## Excerpt
Recently, mobile devices have seen a lot of improvements in computing power, user interfaces (e.g., smart phone touch screens), and bandwidth. This has made it possible to perform a wide range of information processing tasks on the go that previously had to be performed in the office. This has increased the importance of mobile information systems. Many mainstream requirements techniques were however developed before mobile information systems were in widespread use, and this also applies to the general requirements taxonomies [1, 2] mentioned above. To better understand the area of mobility-related requirements, we proposed a taxonomy for this in some previous publications [9, 10], and then in [11] we elaborated parts of this taxonomy further into requirements boilerplates (templates) in the style of [12]. However, none of these previous publications have evaluated empirically whether a taxonomy of mobility-related requirements would really help finding more requirements or specify them with better quality. This paper is the first step in such an evaluation, performing an experiment whether people will find more or better mobility requirements if provided with a taxonomy for that category of requirements than they would without it.

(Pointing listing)
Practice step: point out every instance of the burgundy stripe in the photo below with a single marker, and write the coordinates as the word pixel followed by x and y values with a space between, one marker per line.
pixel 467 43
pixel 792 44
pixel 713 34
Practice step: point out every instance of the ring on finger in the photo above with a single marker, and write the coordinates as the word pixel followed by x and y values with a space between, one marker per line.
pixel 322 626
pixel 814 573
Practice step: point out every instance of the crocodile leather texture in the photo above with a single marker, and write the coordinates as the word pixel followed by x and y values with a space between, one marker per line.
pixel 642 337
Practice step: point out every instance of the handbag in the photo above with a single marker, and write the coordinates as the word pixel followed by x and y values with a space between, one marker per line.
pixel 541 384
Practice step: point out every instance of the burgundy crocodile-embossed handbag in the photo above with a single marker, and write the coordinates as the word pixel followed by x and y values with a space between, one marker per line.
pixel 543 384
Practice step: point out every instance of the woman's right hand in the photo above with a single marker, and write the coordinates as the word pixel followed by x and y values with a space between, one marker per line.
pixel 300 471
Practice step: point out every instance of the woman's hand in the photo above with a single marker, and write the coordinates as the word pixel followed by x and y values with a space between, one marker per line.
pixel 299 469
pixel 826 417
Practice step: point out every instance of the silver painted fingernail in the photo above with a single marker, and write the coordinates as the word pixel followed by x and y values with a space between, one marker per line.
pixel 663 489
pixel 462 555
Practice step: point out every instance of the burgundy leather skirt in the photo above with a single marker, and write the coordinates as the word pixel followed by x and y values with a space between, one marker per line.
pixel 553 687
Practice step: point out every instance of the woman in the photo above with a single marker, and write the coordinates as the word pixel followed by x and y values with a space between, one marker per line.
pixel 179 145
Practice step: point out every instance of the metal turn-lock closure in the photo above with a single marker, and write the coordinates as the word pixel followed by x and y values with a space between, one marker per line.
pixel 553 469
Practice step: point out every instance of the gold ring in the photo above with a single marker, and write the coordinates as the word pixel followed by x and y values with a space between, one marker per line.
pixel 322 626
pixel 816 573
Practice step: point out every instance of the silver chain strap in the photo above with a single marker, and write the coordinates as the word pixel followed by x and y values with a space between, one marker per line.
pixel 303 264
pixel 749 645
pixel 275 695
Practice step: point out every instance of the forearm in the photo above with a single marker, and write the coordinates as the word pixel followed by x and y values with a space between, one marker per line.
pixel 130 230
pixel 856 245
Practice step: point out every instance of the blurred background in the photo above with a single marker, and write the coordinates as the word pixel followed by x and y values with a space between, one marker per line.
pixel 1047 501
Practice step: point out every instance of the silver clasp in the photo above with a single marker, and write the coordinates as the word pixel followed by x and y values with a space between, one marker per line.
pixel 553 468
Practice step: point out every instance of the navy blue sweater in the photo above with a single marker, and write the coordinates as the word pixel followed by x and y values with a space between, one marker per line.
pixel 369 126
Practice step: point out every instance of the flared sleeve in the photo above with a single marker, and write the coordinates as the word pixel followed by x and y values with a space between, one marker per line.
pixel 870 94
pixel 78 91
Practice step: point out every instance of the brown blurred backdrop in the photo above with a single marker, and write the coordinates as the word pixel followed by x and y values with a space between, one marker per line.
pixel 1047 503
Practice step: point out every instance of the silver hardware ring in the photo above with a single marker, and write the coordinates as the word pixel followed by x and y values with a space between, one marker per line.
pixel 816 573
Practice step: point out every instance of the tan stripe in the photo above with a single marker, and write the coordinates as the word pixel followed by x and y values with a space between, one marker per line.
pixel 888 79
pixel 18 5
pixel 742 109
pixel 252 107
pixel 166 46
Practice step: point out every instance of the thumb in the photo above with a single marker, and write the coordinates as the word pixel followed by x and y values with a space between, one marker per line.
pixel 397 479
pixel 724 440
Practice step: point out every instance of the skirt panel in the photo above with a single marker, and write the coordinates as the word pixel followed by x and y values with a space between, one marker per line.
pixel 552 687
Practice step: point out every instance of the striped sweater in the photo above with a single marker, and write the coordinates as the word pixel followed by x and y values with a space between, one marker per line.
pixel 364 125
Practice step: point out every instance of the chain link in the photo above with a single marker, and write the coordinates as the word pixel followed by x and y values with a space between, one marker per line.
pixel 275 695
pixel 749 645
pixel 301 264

## Things to do
- 1) Please copy the excerpt on mobility-related requirements word for word.
- 2) In the listing, starting with the line with "Practice step: point out every instance of the striped" and going on through the line with "pixel 364 125", change "sweater" to "pullover" and write out only those lines, otherwise unchanged.
The excerpt and the listing are unrelated materials.

## Written responses
- 1)
Recently, mobile devices have seen a lot of improvements in computing power, user interfaces (e.g., smart phone touch screens), and bandwidth. This has made it possible to perform a wide range of information processing tasks on the go that previously had to be performed in the office. This has increased the importance of mobile information systems. Many mainstream requirements techniques were however developed before mobile information systems were in widespread use, and this also applies to the general requirements taxonomies [1, 2] mentioned above. To better understand the area of mobility-related requirements, we proposed a taxonomy for this in some previous publications [9, 10], and then in [11] we elaborated parts of this taxonomy further into requirements boilerplates (templates) in the style of [12]. However, none of these previous publications have evaluated empirically whether a taxonomy of mobility-related requirements would really help finding more requirements or specify them with better quality. This paper is the first step in such an evaluation, performing an experiment whether people will find more or better mobility requirements if provided with a taxonomy for that category of requirements than they would without it.

- 2)
Practice step: point out every instance of the striped pullover in the photo above with a single marker, and write the coordinates as the word pixel followed by x and y values with a space between, one marker per line.
pixel 364 125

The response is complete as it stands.